### Task requirements
Below are some records; copy each line in them that contains "rough".

### Provided records
◇ ◇ ◇ ◇

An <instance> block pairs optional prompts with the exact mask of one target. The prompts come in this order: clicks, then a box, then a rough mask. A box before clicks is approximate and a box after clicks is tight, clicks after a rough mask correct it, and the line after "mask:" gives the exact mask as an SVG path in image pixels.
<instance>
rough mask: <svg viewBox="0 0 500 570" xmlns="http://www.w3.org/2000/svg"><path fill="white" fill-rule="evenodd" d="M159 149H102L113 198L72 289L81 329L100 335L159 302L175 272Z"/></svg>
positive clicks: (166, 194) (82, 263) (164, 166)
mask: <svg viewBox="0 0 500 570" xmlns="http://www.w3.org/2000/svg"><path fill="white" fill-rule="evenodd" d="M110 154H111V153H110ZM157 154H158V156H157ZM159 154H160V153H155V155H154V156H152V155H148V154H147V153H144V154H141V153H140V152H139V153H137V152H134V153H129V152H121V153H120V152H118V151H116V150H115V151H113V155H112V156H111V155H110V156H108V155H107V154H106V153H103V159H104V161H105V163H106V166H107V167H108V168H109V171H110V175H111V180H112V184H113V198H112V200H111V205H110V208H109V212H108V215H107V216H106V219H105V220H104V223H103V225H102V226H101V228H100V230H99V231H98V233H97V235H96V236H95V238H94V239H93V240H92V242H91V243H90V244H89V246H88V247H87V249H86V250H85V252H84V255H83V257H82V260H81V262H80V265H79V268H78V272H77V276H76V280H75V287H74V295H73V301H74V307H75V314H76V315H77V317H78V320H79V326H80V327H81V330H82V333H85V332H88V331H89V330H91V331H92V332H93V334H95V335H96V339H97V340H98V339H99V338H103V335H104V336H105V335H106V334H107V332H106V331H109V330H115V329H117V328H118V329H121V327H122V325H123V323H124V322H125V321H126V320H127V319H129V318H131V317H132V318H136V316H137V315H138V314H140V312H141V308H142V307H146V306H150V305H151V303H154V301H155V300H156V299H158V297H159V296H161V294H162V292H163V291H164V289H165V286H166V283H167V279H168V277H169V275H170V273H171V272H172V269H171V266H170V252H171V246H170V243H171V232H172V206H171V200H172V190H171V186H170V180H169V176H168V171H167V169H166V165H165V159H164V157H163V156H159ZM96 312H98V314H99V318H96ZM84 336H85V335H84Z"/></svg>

◇ ◇ ◇ ◇

### Response to this task
An <instance> block pairs optional prompts with the exact mask of one target. The prompts come in this order: clicks, then a box, then a rough mask. A box before clicks is approximate and a box after clicks is tight, clicks after a rough mask correct it, and the line after "mask:" gives the exact mask as an SVG path in image pixels.
rough mask: <svg viewBox="0 0 500 570" xmlns="http://www.w3.org/2000/svg"><path fill="white" fill-rule="evenodd" d="M159 149H102L113 198L72 289L81 329L100 335L159 302L175 272Z"/></svg>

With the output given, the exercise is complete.